■ **What the exercise asks**: Below are the entries. Print only the lines starting at the one with "Pin every instance of the white lower" and ending at the one with "Pin every instance of the tree line", exactly, with no pictures.

Stored entries
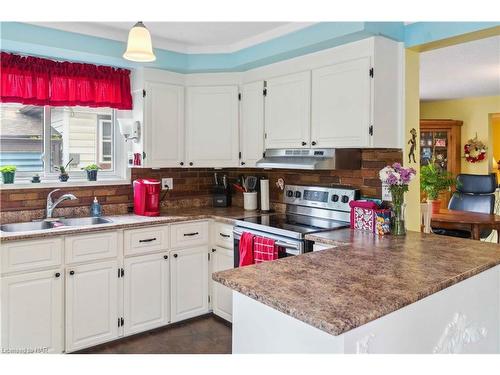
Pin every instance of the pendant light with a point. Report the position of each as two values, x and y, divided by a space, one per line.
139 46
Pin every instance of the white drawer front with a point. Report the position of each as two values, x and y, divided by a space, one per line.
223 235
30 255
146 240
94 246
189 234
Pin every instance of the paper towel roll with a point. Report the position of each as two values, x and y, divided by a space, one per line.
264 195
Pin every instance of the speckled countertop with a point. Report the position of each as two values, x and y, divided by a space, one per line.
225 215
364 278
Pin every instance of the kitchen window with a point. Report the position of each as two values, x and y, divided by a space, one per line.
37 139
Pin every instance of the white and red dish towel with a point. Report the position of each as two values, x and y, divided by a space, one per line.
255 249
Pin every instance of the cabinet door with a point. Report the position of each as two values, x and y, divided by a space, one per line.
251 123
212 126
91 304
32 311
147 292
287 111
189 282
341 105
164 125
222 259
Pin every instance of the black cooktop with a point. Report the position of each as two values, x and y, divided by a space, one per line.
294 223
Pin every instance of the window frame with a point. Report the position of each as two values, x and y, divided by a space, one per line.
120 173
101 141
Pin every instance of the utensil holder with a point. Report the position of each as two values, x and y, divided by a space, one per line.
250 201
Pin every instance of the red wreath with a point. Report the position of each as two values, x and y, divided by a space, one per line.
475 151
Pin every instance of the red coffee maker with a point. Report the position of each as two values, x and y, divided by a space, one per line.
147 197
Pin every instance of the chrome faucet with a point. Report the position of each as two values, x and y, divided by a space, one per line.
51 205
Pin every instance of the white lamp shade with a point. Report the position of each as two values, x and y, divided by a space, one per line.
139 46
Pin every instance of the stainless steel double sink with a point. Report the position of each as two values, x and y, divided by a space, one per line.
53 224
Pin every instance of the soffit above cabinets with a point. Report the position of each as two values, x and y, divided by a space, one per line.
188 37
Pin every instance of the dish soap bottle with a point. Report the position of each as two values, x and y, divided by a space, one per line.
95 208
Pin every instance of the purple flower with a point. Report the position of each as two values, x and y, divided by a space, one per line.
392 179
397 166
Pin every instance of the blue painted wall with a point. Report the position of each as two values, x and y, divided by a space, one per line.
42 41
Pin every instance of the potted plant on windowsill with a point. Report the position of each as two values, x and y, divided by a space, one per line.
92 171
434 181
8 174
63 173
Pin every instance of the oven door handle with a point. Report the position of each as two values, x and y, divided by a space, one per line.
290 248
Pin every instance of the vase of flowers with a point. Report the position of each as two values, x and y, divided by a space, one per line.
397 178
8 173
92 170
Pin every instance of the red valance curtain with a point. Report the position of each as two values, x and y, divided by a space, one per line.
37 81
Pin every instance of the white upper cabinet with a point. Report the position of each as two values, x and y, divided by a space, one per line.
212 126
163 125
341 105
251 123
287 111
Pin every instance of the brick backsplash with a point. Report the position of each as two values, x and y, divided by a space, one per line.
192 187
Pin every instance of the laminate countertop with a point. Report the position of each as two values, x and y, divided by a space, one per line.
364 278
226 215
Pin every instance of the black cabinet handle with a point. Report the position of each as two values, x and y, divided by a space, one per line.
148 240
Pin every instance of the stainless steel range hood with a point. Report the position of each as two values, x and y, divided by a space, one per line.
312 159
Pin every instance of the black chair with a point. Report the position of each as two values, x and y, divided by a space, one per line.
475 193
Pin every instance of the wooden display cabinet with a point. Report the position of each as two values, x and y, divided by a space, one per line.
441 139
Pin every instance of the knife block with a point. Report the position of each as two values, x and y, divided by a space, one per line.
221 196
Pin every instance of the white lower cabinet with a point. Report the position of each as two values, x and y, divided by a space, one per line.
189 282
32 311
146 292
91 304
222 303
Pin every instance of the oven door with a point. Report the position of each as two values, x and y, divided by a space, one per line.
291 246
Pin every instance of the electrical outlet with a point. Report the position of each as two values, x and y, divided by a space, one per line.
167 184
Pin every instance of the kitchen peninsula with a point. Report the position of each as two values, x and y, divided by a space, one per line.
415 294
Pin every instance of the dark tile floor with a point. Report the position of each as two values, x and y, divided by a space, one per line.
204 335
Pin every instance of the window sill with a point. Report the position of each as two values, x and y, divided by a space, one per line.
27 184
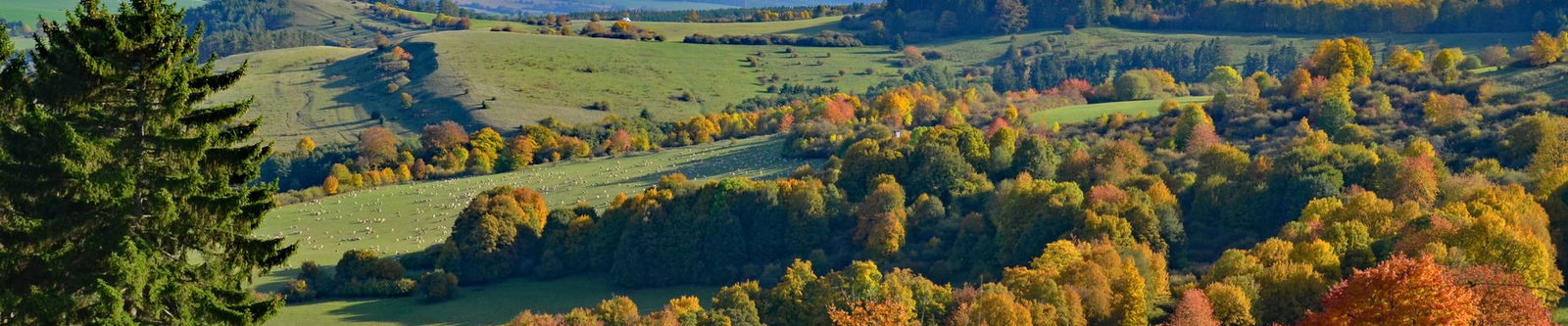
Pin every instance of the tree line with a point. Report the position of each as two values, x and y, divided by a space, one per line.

---

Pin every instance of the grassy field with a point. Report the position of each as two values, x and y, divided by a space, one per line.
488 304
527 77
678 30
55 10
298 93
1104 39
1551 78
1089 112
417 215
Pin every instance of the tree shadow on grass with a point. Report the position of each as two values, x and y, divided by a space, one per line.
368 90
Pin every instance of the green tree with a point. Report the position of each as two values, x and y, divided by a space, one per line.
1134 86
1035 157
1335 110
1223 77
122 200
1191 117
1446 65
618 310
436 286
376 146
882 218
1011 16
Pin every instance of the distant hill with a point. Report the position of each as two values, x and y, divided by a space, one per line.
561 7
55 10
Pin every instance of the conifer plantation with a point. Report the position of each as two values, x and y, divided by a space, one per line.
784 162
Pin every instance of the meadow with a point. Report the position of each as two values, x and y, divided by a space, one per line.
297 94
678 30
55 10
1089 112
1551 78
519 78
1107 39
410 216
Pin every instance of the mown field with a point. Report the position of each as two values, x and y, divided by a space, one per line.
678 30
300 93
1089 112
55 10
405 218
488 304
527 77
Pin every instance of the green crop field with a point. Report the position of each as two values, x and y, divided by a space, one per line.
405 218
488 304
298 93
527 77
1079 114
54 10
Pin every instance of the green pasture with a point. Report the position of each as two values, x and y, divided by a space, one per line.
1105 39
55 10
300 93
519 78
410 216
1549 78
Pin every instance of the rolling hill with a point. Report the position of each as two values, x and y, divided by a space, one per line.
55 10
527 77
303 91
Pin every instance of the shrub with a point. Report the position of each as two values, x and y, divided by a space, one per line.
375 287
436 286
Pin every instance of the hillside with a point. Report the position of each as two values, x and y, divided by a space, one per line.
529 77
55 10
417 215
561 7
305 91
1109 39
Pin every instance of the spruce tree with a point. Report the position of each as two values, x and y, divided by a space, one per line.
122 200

■ **Answer for the task**:
Pin every instance of the white lower cabinet with a point. Report the position of each as two values, x and y, divided by a space, one per line.
189 282
32 311
146 292
91 304
222 303
Pin every instance of the oven door with a point. Report the position of each as two values, x and y, divided by a space, one per line.
291 246
Pin every instance of the electrical outlet with a point. Report the position of each as two values, x and y, divided by a space, one per line.
167 184
Pin every instance of the kitchen peninsula with a point. Report the position of each as two values, x and y, divided by a space, one per line.
415 294
Pin every instance of the dark tile floor with a point. Report the position of each as two values, x and y, divided by a space, one per line.
204 335
Pin every instance of the window sill with a point. Report the position of each as two values, x and y, divided by a space, one per line.
27 184
Pin every instance of the tree line with a point. Report the position of each as two values, x and y, divided by a space, one per line.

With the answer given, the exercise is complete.